### What to do
Where the data below has the string "yellow", return the whole line.

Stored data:
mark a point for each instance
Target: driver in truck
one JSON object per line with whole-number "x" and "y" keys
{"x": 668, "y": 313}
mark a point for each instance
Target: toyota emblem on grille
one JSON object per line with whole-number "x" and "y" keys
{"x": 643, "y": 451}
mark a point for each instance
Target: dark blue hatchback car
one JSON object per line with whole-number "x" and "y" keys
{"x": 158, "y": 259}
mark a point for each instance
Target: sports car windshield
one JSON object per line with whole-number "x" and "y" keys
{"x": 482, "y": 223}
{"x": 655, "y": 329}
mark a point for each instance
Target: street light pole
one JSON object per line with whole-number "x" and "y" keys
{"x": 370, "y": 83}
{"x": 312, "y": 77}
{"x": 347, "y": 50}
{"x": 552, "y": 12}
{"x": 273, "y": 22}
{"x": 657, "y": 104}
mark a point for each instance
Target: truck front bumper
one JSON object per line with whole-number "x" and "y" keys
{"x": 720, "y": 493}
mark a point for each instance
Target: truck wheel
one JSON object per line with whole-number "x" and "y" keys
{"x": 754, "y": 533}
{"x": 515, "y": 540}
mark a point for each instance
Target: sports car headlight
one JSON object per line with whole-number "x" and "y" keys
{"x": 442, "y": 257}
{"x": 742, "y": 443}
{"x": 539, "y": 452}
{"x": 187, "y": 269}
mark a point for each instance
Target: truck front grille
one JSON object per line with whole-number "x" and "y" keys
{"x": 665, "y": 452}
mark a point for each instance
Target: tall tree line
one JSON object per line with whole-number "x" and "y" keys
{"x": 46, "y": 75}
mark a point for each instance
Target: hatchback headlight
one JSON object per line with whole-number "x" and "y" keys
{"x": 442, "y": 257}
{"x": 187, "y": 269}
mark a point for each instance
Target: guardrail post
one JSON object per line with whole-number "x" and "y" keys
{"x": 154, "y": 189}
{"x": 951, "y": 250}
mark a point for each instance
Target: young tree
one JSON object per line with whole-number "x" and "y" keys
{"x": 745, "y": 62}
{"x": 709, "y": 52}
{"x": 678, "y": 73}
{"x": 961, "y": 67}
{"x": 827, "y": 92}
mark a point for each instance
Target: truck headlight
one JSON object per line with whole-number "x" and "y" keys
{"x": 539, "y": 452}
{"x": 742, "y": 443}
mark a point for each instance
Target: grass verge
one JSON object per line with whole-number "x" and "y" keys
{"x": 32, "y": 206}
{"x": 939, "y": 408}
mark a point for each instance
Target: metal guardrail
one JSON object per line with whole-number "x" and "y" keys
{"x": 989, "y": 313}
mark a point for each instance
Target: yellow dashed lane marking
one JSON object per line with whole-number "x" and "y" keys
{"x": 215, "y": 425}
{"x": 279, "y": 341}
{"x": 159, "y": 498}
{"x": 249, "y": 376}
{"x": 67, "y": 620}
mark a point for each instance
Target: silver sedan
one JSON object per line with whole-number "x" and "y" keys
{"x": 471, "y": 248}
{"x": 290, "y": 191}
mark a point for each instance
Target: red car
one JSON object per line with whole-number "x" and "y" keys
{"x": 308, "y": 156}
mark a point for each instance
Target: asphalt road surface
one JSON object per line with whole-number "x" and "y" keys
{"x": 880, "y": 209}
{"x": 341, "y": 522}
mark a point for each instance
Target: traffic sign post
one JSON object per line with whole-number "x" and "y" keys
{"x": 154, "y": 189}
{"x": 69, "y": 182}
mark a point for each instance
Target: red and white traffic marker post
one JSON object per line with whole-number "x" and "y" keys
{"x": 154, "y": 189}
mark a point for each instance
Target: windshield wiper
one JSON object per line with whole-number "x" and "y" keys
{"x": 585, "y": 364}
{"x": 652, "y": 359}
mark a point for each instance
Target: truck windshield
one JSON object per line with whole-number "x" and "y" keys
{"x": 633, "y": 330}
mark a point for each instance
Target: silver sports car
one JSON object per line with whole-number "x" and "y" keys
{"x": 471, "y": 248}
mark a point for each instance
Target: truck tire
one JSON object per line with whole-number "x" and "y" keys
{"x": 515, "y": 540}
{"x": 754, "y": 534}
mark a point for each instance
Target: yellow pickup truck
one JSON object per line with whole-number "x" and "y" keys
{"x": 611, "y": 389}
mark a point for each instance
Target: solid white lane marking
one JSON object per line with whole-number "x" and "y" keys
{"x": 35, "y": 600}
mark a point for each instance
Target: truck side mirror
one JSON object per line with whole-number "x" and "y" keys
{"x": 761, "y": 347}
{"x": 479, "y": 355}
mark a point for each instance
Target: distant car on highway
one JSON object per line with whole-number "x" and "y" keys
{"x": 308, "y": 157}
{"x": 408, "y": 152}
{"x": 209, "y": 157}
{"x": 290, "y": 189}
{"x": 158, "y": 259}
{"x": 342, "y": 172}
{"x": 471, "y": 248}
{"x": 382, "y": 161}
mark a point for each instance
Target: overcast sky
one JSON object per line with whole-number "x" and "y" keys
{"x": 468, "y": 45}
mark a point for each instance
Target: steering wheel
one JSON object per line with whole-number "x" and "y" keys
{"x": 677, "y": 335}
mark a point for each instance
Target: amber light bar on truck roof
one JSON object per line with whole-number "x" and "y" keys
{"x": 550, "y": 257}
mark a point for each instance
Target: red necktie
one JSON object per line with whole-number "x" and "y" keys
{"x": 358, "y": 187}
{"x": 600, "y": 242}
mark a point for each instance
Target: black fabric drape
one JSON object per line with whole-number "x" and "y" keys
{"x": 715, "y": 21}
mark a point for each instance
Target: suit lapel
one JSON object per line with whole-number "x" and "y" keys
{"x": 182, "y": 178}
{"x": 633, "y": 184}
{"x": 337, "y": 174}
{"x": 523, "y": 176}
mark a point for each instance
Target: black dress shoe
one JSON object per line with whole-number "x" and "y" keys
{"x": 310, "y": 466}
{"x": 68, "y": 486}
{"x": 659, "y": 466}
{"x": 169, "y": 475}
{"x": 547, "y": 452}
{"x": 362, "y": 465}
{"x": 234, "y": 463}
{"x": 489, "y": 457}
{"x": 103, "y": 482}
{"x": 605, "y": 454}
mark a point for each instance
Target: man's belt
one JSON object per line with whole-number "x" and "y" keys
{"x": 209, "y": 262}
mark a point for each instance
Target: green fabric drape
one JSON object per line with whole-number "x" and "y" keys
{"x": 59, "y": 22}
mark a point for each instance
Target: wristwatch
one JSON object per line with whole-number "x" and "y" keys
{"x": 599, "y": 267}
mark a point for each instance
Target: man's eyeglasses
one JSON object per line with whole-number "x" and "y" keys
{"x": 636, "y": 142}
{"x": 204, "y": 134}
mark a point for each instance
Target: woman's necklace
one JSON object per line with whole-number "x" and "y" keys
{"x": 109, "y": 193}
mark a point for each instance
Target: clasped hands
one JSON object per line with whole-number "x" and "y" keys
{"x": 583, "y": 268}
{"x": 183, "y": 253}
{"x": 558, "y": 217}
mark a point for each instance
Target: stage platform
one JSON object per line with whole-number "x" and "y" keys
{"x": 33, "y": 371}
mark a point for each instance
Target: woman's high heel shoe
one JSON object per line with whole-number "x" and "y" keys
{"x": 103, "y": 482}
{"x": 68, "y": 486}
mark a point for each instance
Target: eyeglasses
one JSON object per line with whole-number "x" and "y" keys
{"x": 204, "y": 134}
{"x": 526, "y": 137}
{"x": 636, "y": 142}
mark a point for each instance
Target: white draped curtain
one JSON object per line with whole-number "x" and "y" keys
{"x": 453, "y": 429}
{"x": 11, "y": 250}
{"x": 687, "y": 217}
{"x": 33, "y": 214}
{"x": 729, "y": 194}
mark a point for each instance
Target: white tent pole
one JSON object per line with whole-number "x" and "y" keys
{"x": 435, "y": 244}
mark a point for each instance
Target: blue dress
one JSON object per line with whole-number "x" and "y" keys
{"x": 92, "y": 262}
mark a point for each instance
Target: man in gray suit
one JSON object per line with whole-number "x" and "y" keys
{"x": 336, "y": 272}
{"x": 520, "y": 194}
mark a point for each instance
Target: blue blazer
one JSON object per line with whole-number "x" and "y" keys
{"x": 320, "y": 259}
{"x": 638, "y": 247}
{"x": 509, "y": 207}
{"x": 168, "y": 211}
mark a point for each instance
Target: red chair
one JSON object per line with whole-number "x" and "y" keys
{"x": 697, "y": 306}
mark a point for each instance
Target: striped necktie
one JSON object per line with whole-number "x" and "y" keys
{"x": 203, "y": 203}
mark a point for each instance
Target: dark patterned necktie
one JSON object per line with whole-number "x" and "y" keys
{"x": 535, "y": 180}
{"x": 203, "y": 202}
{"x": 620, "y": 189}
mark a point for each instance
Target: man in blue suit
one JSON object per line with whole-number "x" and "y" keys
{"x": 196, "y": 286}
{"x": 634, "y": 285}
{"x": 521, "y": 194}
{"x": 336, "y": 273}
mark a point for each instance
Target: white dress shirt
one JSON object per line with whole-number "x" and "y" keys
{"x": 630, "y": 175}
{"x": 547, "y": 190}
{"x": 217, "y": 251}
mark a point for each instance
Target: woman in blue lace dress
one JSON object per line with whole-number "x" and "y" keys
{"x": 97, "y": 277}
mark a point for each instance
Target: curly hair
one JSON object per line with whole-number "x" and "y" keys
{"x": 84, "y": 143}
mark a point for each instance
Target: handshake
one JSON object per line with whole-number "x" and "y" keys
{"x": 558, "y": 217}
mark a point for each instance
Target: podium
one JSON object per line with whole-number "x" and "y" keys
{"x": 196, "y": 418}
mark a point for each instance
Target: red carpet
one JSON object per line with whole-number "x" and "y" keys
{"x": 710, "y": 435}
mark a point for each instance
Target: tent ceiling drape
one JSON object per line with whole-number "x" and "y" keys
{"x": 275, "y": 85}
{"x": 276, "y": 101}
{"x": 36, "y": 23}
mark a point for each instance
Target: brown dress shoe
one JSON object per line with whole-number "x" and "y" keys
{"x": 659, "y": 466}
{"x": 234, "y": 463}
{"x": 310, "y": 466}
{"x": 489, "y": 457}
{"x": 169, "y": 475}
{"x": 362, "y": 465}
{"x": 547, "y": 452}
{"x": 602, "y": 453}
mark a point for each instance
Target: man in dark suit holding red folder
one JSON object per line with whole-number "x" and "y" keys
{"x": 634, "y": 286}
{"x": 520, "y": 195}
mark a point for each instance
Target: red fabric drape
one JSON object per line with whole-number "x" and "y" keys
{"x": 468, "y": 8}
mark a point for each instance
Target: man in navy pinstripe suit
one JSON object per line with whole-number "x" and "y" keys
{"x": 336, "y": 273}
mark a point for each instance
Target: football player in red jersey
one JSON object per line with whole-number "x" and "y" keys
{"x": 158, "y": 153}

### Result of the task
Target: yellow dashed lane marking
Target: yellow pickup truck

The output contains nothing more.